### Exercise aim
Reproduce this listing in full.

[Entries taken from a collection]
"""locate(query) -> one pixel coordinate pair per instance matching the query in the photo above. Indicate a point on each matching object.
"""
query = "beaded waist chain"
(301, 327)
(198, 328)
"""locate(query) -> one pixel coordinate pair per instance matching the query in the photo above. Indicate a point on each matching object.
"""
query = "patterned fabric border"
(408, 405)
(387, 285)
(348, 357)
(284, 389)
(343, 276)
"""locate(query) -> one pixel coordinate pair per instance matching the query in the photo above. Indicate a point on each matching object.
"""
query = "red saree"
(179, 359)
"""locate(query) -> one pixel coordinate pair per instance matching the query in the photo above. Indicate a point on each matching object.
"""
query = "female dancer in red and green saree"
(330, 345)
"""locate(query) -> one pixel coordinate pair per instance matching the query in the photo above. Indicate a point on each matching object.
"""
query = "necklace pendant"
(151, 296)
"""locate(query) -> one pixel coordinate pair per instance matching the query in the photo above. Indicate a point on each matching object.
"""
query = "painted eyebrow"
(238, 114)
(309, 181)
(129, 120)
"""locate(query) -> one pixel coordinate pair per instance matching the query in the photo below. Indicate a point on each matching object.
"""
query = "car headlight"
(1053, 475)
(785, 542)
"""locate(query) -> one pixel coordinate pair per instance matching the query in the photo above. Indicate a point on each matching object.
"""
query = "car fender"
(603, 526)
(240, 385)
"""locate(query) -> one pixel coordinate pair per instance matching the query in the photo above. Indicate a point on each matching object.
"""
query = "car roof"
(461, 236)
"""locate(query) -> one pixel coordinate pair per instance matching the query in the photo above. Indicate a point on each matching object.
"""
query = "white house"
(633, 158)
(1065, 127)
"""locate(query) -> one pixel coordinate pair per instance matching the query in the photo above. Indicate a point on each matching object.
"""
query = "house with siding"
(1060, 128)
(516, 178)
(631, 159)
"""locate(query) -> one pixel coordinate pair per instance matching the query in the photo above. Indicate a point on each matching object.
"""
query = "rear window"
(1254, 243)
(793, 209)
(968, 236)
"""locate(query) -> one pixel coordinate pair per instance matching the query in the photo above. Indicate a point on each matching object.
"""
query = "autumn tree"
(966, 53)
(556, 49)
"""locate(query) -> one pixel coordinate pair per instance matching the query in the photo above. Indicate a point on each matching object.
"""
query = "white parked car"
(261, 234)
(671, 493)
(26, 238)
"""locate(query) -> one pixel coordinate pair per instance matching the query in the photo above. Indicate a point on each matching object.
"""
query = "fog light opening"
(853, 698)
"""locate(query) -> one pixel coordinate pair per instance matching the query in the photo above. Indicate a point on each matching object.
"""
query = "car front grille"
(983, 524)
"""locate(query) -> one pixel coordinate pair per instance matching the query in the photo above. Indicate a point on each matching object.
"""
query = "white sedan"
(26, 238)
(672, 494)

### Final result
"""locate(query) -> one pixel coordinate pair per instance matching the query in the photo above. Indicate a point on each matching object.
"""
query = "beaded waist chain"
(301, 327)
(198, 328)
"""locate(query) -> one pixel coordinate pair per instance matching the query in the photo above. Indicate a point on each matching object.
"""
query = "patterned fabric border"
(408, 405)
(387, 285)
(348, 357)
(284, 389)
(343, 276)
"""locate(query) -> one pixel coordinate pair per instance matching the query in the photo above. Indicate a point on each matching object.
"""
query = "red saree"
(179, 359)
"""locate(query) -> one pixel coordinate pair per instance matching the query in the photo above. Indicate a point on each matching object.
"""
query = "female dancer in red and green saree"
(330, 345)
"""locate(query) -> one pixel coordinate pair per instance matching the query in the photo above. Indicate a point on each matching object.
"""
query = "necklace pendant"
(151, 296)
"""locate(query) -> one pixel coordinate pair per instance matching the query in the photo above. Indicate a point on each matching object.
"""
query = "painted eyebrow"
(238, 114)
(309, 181)
(129, 120)
"""locate(query) -> one pixel coordinate pair per instance matching the query in the photo below. Indicate a point on each matching object.
"""
query = "car headlight"
(1053, 475)
(785, 542)
"""locate(query) -> one pixel coordinate pair per instance matching the query in the photo above. Indicate a point on each matching object.
"""
query = "car fender"
(603, 526)
(240, 385)
"""locate(query) -> one pixel coordinate pair per instance matching the query in the photo above. Indicate a point on each matching object.
"""
query = "car roof"
(461, 236)
"""locate(query) -> one pixel coordinate pair per instance matching the query in the photo above. Indicate a point on each matching object.
"""
query = "white house"
(633, 158)
(1065, 127)
"""locate(query) -> one pixel coordinate pair per instance matching the query in the photo above. Indicate a point on each matching object.
"""
query = "house with siding"
(1060, 128)
(516, 178)
(631, 159)
"""locate(query) -> one pixel coordinate pair per instance matching the query in the photo above. Indicate a point on each matching object.
"""
query = "rear window"
(1254, 243)
(793, 209)
(968, 236)
"""locate(query) -> one pixel coordinate pair per instance matching the query in the photo above. Indicate a point on each matching object.
"""
query = "autumn tree"
(966, 53)
(556, 49)
"""locate(query) -> one pixel coordinate pair per instance matching the query in the photo above. Indicate a point on each matching object.
"""
query = "white parked car"
(261, 234)
(671, 493)
(26, 238)
"""locate(query) -> one pixel coordinate pair per instance matching the query in the photo above. Indicate a point on each matching object.
"""
query = "fog light opening"
(853, 698)
"""locate(query) -> one pixel coordinate pair per instance matching the query in the photo above. Indicate a point on each matching object.
"""
query = "car front grille"
(983, 524)
"""locate(query) -> one pixel coordinate pair per instance matching the query in the photo above. Indicate a point on each matching object.
"""
query = "white sedan"
(26, 238)
(672, 494)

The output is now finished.